» **SET TASK**:
Write out the records again, exactly, leaving none out.

» **INFORMATION SUPPLIED**:
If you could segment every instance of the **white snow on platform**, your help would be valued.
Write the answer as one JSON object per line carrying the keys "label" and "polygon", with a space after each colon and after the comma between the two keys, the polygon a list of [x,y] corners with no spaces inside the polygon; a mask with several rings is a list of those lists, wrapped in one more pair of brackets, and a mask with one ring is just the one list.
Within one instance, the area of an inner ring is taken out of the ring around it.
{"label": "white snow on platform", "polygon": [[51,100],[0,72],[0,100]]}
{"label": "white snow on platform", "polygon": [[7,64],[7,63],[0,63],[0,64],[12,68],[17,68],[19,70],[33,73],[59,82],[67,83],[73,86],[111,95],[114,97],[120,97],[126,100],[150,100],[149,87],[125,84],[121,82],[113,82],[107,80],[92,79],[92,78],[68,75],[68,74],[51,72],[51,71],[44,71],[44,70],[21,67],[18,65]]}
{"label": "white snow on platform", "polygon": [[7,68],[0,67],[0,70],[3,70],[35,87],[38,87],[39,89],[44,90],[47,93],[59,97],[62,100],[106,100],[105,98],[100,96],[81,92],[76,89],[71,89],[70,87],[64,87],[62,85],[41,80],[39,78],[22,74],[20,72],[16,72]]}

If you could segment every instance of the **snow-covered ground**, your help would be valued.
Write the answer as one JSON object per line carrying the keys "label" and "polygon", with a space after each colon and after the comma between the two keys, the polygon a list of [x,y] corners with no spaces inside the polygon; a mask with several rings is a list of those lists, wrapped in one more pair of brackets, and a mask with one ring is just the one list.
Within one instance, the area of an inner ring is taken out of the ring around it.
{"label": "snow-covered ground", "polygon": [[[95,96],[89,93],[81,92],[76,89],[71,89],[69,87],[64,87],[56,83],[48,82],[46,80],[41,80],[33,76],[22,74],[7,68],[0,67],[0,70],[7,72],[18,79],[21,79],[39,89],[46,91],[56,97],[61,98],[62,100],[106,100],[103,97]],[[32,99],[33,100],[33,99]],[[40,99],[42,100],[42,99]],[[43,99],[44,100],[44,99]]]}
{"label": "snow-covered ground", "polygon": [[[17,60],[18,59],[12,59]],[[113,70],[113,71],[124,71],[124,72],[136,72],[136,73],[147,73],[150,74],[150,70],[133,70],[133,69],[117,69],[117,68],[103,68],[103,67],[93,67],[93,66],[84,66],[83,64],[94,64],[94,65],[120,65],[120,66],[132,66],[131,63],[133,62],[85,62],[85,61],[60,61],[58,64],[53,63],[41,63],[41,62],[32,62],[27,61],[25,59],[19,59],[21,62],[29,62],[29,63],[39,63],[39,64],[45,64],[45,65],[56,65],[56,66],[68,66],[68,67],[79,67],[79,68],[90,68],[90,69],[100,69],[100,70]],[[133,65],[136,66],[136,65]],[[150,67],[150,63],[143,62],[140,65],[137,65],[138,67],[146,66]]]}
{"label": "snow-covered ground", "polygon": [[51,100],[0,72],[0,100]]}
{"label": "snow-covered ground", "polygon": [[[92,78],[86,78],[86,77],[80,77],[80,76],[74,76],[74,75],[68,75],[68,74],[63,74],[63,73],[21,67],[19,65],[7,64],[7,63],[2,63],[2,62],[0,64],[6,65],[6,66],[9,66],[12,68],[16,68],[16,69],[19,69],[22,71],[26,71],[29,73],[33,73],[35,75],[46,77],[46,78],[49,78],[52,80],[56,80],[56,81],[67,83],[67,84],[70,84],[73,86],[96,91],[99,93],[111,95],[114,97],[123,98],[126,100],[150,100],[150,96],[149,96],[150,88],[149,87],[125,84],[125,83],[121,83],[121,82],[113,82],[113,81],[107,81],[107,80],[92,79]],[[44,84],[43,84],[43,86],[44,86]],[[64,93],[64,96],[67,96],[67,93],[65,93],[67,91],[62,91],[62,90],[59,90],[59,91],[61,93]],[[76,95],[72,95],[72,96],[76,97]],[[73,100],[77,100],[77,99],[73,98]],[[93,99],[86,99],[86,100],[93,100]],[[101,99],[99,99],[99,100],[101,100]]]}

» **CORRECT OUTPUT**:
If you could segment every instance of the **white snow on platform**, your help would be valued.
Write the answer as one JSON object per line carrying the keys "label" and "polygon", with a space after each colon and after the comma between the two keys, the polygon a list of [x,y] corners with no spaces inside the polygon; a mask with several rings is a list of those lists, wrapped in one more pair of brackets, and a mask with one ring is just the one list.
Within one instance, the area of an inner ring is taken out of the ring around it.
{"label": "white snow on platform", "polygon": [[51,100],[0,72],[0,100]]}
{"label": "white snow on platform", "polygon": [[7,64],[7,63],[0,63],[0,64],[12,68],[17,68],[19,70],[33,73],[59,82],[67,83],[73,86],[111,95],[114,97],[120,97],[126,100],[150,100],[149,87],[125,84],[121,82],[113,82],[107,80],[92,79],[92,78],[68,75],[68,74],[51,72],[51,71],[44,71],[44,70],[21,67],[18,65]]}
{"label": "white snow on platform", "polygon": [[7,68],[0,67],[0,70],[3,70],[35,87],[38,87],[39,89],[44,90],[47,93],[59,97],[62,100],[106,100],[105,98],[100,96],[81,92],[76,89],[71,89],[70,87],[64,87],[62,85],[41,80],[39,78],[22,74],[20,72],[16,72]]}

If you could segment every instance of the **snow-covered ground**, your help would be valued.
Write the answer as one JSON object per line carrying the keys "label" and "polygon", with a space after each colon and after the comma between the two keys, the polygon a list of [x,y] corners with no spaces inside the polygon; a mask with several rings is a list of those lists, wrapped in one more pair of brackets, and a mask with one ring is just the one list.
Within one instance, the area of an inner ring is taken out of the ring around it.
{"label": "snow-covered ground", "polygon": [[[95,96],[89,93],[81,92],[76,89],[71,89],[69,87],[64,87],[56,83],[48,82],[46,80],[41,80],[33,76],[22,74],[7,68],[0,67],[0,70],[7,72],[18,79],[21,79],[39,89],[46,91],[56,97],[61,98],[62,100],[106,100],[103,97]],[[32,99],[33,100],[33,99]],[[40,99],[42,100],[42,99]],[[43,99],[44,100],[44,99]]]}
{"label": "snow-covered ground", "polygon": [[[17,60],[18,59],[12,59]],[[113,70],[113,71],[124,71],[124,72],[136,72],[136,73],[147,73],[150,74],[150,70],[133,70],[133,69],[117,69],[117,68],[103,68],[103,67],[93,67],[93,66],[84,66],[83,64],[94,64],[94,65],[120,65],[120,66],[132,66],[131,63],[133,62],[85,62],[85,61],[60,61],[58,64],[53,63],[41,63],[41,62],[32,62],[27,61],[25,59],[19,59],[21,62],[29,62],[29,63],[39,63],[39,64],[45,64],[45,65],[56,65],[56,66],[68,66],[68,67],[79,67],[79,68],[90,68],[90,69],[100,69],[100,70]],[[133,65],[136,66],[136,65]],[[150,67],[150,63],[143,62],[140,65],[137,65],[138,67],[146,66]]]}
{"label": "snow-covered ground", "polygon": [[51,100],[0,72],[0,100]]}
{"label": "snow-covered ground", "polygon": [[[92,78],[86,78],[86,77],[80,77],[80,76],[74,76],[74,75],[68,75],[68,74],[63,74],[63,73],[21,67],[19,65],[7,64],[7,63],[2,63],[2,62],[0,64],[6,65],[6,66],[9,66],[12,68],[16,68],[16,69],[19,69],[22,71],[26,71],[29,73],[33,73],[35,75],[46,77],[46,78],[49,78],[52,80],[56,80],[56,81],[67,83],[67,84],[70,84],[73,86],[96,91],[99,93],[111,95],[114,97],[123,98],[126,100],[150,100],[150,96],[149,96],[150,88],[149,87],[125,84],[125,83],[121,83],[121,82],[113,82],[113,81],[107,81],[107,80],[92,79]],[[44,84],[43,84],[43,86],[44,86]],[[64,93],[64,96],[67,96],[67,93],[65,93],[67,91],[62,91],[62,90],[59,90],[59,91],[61,93]],[[76,95],[72,95],[72,96],[76,97]],[[73,100],[77,100],[77,99],[73,98]],[[93,99],[86,99],[86,100],[93,100]],[[101,99],[99,99],[99,100],[101,100]]]}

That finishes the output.